Dito de uma outra forma, outrossim em sede de articulado superveniente, decisivo é que a parte pretenda carrear para os autos novos factos fundamentais/essenciais, maxime porque integradores da previsão ou “tatbestand” da norma aplicável à pretensão ou à excepção (2).

Inquestionável é, assim, que não é um qualquer facto, ainda que objectiva ou subjectivamente superveniente, susceptível de ser carreado para os autos em sede de articulado superveniente, antes deve ele ser essencial [ e não manifestamente impertinente ] para o conhecimento, no todo ou em parte, do mérito da causa, e segundo as várias soluções plausíveis da questão de direito.

Em síntese , escapam de todo à previsão do nº1, do artº 588º, do CPC, e v.g., os factos  que cumpram uma função de mera impugnação, e outrossim  os factos instrumentais. (3)

Postas estas breves considerações, e prima facie, retira-se do teor do despacho apelado que não se baseou de todo a Exmª Juiz a quo, para determinar a rejeição do articulado superveniente apresentado pelos apelantes, no fundamento legal atinente à manifesta impertinência para a decisão da causa dos poucos factos no mesmo alegados.

Na verdade, e apesar de considerar a primeira instância que o articulado Superveniente apresentado se baseava sobretudo em “suposições e em conjecturas feitas pelos Autores fruto de depoimentos, também eles não completamente factuais”, para o tribunal a quo o fundamento decisivo e essencial para a rejeição do articulado foi, sobretudo, a culpa da parte para a sua apresentação fora de tempo.

De resto, se é verdade que não é efectivamente o articulado em causa ricoem efectivos factos, pelo menos um nele existe[alegado e susceptível de com pertinência integrar um articulado superveniente ], qual seja o facto - alegado - de “no local do acidente o raio da curva em planta ser de 550 metros”, ou seja, permitindo ele inferir que o traçado da via no local do acidente não assegurava uma circulação segura .

Consequentemente, e à partida, importa considerar como afastado o segundo dos fundamentos do nº 4, do artº 588º, do CPC, ou seja, integrar tão só [ quando muito, apenas o facto relacionado com a ocorrência em momento anterior e no mesmo local do acidente dos autos de um outro acidente, porque mero facto instrumental, logo, não necessariamente sujeito à respectiva alegação pela parte em articulado superveniente - cfr. artº 5º, nº2, do CPC - será de considerar insusceptível de legitimar a apresentação de um articulado superveniente ] o articulado superveniente dos apelantes, e manifestamente, factualidade superveniente que de todo não tem qualquer interesse para a boa decisão da causa. (4)

REGISTROS:
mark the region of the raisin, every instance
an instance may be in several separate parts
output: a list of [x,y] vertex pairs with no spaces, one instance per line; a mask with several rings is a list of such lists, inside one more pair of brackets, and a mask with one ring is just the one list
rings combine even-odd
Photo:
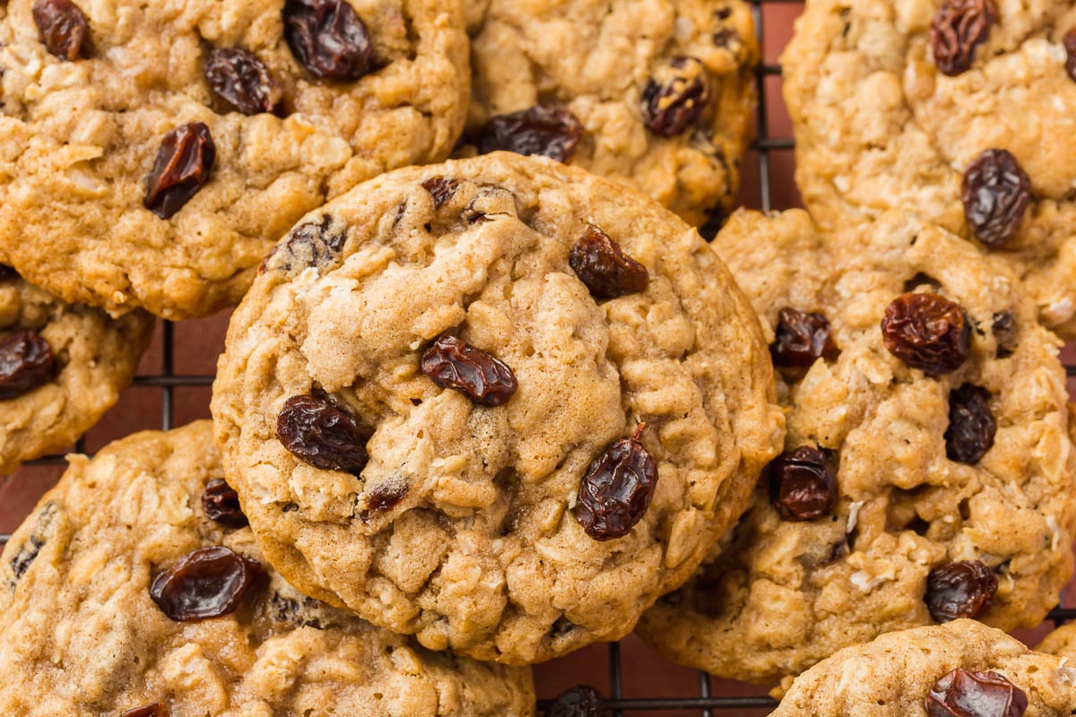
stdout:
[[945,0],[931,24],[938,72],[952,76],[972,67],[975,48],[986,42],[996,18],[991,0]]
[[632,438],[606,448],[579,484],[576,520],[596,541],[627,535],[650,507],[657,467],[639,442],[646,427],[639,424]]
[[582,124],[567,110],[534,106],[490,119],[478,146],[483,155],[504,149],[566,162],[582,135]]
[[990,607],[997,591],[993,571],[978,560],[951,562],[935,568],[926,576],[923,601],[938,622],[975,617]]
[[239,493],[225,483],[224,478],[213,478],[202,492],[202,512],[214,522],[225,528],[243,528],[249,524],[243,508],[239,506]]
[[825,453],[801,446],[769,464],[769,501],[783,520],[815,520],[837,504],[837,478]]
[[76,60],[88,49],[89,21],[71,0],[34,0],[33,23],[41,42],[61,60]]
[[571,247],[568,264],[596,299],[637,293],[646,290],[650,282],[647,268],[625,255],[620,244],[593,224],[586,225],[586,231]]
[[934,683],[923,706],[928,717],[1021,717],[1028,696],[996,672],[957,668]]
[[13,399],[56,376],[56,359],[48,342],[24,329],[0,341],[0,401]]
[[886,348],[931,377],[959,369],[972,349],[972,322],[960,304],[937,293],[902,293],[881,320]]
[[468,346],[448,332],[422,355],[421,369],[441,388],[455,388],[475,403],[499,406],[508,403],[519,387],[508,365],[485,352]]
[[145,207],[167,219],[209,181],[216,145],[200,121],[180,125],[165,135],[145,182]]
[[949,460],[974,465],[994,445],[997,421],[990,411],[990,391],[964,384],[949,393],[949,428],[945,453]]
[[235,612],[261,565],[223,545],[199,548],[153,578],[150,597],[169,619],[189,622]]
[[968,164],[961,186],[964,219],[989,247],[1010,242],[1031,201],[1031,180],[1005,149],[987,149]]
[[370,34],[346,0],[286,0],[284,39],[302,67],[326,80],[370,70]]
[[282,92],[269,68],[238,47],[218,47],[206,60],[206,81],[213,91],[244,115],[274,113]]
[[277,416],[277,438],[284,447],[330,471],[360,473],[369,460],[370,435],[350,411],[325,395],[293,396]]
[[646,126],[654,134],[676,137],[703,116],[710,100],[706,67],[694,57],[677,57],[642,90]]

TAREFAS:
a: Enumere, na ordem em que aparecem no trecho, as disposições do CPC citadas, indicando o artigo e o número de cada uma.
b: Transcreva todas as linhas dos registros em que aparece a palavra "instance".

RESPOSTAS ÀS TAREFAS:
a:
- Artigo 588º, nº 1
- Artigo 588º, nº 4
- Artigo 5º, nº 2

b:
mark the region of the raisin, every instance
an instance may be in several separate parts
output: a list of [x,y] vertex pairs with no spaces, one instance per line; a mask with several rings is a list of such lists, inside one more pair of brackets, and a mask with one ring is just the one list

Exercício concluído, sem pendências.